# [課題]
(1) 子育ての不安についての文章を読み、次の問いに答えよ。
(a) 筆者と話したお父さんの子どもは何ヶ月か。
(b) 筆者が親として第一子を子育てしていたのは何年前か。
(c) 50年くらい前、家庭に同居していたのは誰か。
(2) 子育ての不安についての文章のうち、「私自身が親として第一子を子育てをしていたのは18年前.」から「1つ1つに反応してしまうのは無理ないこと.」までを、その語句も含めてそのまま書き写せ。
(3) 子育ての不安についての文章で、親がネット情報の一つ一つに反応してしまうのは無理ないことだとされている。その理由を1〜3文で説明せよ。

# [文書の抜粋]
######

子育ての不安とその対策

 

こんにちは.

 

 

<ある出会い>

 

先日,あるお父さんとお話をする機会があった.

曰く,8ヶ月の子がいるが,

離乳食を食べない

歯の生え方が他のお子さんと比べて遅い

夜泣きがひどくて,夜なかなか寝ない

 

など,不安材料が多いという話をしてくれた.

 

いくつかアドバイスをして,お父さん自身もちょっとずつ安心感が生まれたのか,

ちょっと涙目になっていた.

それだけご夫婦で心配しながら子育てをしていたんだろうなって思う.

 

<ネットがあることで生まれる難しさ>

 

私自身が親として第一子を子育てをしていたのは18年前.

まだネット環境が今ほどではなく,世間にもまだスマホはなかった.

その後,次第に発達環境・幼児教育の研究をするようになり,

ネット情報の頼りなさやどうでも良い情報が数多いと感じている.

でも,お父さん,お母さんはそんなことわからないから,

1つ1つに反応してしまうのは無理ないこと.

 

同様に,50年くらい前は同居している祖父母がいて,

 

気にせんでええよ

あんたが小さい頃は〜やったで

 

みたいな話をしてくれた.

核家族になって,鬱陶しさがなくなった反面,

経験に裏打ちされた知恵が得られなくなり,繋がらなくなった.

 

<子どもを見てもらおう>

 

現代人はネットを便利なツールだと考えているが,

その副作用を全く考えていない.

######

# [位置アノテーションデータセットの抜粋]
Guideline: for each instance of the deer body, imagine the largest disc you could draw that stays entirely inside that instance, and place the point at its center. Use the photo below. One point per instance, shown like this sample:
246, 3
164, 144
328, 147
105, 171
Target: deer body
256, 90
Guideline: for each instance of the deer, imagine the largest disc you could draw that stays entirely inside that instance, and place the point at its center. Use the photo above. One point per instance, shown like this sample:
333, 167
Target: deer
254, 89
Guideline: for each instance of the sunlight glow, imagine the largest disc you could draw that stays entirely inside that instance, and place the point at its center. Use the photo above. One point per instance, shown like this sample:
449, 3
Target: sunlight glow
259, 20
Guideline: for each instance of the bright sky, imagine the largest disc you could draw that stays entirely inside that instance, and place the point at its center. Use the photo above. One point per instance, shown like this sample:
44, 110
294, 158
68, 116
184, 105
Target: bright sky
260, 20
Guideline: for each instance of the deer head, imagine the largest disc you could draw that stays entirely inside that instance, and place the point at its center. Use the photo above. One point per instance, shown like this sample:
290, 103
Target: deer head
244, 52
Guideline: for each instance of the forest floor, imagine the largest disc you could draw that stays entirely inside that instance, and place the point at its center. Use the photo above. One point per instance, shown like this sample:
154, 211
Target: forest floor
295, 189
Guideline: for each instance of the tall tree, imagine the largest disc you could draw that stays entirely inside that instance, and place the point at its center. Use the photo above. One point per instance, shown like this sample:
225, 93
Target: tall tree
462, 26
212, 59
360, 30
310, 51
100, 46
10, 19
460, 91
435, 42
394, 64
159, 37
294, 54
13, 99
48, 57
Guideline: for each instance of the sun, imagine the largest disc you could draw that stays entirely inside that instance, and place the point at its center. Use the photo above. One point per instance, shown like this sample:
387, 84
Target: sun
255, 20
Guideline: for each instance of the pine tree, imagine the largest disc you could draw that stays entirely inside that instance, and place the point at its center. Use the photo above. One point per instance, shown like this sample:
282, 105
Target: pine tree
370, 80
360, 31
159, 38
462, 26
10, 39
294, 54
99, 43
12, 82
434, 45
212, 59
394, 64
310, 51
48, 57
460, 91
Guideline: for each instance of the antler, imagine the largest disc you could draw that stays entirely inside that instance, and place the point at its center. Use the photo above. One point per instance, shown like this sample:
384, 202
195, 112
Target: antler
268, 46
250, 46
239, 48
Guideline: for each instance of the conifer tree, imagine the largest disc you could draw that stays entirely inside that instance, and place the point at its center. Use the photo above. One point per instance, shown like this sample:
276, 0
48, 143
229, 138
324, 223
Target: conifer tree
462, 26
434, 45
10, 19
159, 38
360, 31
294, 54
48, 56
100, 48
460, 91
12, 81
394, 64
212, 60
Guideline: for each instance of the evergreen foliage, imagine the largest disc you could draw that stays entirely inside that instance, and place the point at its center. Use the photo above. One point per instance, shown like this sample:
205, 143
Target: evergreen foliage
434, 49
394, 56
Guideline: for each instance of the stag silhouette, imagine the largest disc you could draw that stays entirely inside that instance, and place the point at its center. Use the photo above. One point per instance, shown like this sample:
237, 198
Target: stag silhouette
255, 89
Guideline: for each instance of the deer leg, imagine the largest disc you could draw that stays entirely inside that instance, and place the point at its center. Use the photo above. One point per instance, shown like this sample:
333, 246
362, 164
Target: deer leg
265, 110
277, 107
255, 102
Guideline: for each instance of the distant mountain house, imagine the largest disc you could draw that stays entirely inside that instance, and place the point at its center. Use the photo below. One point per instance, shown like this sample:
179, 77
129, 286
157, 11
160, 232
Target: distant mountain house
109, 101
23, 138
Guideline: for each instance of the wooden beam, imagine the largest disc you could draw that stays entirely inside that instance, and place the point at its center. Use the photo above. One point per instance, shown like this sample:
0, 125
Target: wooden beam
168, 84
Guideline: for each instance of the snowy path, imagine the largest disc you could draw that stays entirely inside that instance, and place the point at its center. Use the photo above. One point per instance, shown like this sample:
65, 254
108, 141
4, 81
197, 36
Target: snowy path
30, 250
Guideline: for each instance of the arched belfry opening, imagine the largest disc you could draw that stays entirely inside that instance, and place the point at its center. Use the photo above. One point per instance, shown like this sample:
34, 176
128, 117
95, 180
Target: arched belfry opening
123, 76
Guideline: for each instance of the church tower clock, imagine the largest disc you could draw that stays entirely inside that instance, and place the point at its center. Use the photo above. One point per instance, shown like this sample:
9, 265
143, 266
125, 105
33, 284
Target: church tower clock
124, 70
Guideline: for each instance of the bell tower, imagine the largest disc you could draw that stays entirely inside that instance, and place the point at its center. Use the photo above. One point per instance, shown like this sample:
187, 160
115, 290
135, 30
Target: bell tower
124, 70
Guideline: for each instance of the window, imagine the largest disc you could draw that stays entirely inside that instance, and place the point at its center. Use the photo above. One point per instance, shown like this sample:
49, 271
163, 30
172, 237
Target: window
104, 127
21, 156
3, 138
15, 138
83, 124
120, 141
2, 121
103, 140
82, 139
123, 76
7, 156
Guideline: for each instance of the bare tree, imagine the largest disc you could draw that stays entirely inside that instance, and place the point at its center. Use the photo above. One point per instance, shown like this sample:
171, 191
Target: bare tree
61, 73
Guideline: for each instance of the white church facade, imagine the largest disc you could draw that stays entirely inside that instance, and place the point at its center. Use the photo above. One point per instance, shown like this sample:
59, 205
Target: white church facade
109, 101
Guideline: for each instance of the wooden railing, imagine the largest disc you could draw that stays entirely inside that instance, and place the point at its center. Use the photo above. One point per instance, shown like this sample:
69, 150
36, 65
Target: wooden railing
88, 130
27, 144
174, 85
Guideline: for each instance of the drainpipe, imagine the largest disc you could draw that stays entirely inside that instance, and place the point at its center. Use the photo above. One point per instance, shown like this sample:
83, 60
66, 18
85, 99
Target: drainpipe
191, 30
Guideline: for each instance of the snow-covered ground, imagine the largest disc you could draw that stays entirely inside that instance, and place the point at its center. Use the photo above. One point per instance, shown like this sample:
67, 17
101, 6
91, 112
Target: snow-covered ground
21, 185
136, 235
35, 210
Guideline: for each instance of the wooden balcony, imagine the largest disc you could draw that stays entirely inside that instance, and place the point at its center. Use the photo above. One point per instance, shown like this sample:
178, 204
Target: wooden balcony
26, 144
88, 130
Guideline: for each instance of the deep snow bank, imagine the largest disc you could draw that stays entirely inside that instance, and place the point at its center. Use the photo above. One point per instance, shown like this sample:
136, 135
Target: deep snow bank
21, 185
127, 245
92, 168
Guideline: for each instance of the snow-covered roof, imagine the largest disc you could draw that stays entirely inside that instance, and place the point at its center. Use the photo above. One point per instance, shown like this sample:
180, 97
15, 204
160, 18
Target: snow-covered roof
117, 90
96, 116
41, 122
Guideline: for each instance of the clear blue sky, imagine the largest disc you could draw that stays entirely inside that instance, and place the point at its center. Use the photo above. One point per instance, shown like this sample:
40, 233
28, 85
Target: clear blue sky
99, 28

######

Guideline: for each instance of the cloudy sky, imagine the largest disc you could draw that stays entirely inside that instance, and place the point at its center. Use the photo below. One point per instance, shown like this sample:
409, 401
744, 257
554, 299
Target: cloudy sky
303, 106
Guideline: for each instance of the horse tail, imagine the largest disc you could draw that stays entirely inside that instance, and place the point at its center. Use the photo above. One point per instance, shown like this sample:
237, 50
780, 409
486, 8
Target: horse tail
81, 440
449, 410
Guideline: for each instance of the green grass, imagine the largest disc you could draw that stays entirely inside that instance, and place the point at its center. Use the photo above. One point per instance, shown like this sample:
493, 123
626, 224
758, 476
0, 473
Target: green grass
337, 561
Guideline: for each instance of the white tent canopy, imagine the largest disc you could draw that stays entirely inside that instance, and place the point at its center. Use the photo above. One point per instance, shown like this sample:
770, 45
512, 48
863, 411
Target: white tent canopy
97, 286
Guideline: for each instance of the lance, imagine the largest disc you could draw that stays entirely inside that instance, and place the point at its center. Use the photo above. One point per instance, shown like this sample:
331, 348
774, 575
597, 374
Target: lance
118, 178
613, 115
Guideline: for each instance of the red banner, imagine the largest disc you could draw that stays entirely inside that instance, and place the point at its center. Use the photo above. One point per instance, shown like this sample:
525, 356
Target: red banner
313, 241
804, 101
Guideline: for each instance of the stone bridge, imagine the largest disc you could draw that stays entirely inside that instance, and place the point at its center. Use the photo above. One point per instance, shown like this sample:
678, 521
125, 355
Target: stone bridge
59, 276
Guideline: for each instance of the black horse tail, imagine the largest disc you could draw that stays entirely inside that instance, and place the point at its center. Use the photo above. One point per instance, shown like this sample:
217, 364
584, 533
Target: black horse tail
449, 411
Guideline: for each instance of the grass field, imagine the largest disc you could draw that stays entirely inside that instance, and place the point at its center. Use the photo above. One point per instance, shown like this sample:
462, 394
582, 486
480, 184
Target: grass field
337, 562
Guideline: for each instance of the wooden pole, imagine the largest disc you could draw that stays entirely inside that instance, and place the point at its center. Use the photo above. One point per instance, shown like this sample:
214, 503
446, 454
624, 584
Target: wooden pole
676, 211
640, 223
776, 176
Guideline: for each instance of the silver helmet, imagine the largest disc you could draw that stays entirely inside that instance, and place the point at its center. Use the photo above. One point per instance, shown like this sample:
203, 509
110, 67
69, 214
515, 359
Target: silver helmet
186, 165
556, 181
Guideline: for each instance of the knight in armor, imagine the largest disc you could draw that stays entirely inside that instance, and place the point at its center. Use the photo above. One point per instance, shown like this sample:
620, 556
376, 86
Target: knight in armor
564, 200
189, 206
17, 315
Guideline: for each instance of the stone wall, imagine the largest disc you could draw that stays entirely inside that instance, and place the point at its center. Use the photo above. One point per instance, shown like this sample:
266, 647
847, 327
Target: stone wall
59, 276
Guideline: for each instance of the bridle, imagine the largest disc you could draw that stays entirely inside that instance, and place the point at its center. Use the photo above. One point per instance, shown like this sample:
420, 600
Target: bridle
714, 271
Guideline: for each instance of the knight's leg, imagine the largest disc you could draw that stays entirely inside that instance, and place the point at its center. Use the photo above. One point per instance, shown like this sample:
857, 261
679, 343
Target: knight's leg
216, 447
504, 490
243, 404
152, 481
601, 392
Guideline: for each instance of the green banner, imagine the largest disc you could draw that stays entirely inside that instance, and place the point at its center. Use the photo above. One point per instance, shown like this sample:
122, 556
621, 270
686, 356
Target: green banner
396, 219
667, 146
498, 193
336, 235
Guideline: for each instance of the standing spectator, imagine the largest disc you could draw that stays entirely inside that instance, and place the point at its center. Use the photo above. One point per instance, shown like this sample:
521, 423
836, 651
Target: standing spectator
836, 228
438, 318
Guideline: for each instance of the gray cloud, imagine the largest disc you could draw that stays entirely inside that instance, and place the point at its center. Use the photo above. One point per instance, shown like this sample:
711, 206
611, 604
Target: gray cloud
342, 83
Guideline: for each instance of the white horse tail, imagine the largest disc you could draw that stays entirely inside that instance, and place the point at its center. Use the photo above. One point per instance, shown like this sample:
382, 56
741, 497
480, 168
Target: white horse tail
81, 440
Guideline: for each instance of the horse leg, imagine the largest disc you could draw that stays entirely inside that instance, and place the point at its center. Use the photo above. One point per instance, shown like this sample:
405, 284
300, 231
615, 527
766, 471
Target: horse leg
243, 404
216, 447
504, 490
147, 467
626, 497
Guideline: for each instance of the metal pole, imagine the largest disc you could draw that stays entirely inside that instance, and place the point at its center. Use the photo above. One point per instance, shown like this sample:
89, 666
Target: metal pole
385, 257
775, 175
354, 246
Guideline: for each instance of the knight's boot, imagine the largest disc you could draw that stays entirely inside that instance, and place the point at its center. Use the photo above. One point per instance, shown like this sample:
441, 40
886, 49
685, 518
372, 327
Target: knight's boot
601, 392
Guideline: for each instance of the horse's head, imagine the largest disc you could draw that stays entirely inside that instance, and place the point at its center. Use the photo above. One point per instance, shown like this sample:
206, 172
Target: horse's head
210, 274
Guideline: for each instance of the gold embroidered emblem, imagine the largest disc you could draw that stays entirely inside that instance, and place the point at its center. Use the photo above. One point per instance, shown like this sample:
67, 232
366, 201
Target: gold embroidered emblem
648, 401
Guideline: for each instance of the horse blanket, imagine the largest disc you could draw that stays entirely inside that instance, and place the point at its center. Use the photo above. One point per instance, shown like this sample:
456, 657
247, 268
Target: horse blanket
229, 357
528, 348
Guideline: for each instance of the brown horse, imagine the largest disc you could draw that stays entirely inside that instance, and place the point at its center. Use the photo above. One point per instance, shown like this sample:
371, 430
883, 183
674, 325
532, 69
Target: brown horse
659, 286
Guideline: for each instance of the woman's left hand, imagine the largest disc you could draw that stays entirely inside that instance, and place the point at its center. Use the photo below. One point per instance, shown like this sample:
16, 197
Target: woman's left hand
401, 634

######

# [課題の解答]
(1)
(a) 8ヶ月
(b) 18年前
(c) 祖父母

(2)
私自身が親として第一子を子育てをしていたのは18年前.

まだネット環境が今ほどではなく,世間にもまだスマホはなかった.

その後,次第に発達環境・幼児教育の研究をするようになり,

ネット情報の頼りなさやどうでも良い情報が数多いと感じている.

でも,お父さん,お母さんはそんなことわからないから,

1つ1つに反応してしまうのは無理ないこと.

(3) お父さん、お母さんには、ネット情報が頼りなく、どうでも良い情報が数多いということがわからないからである。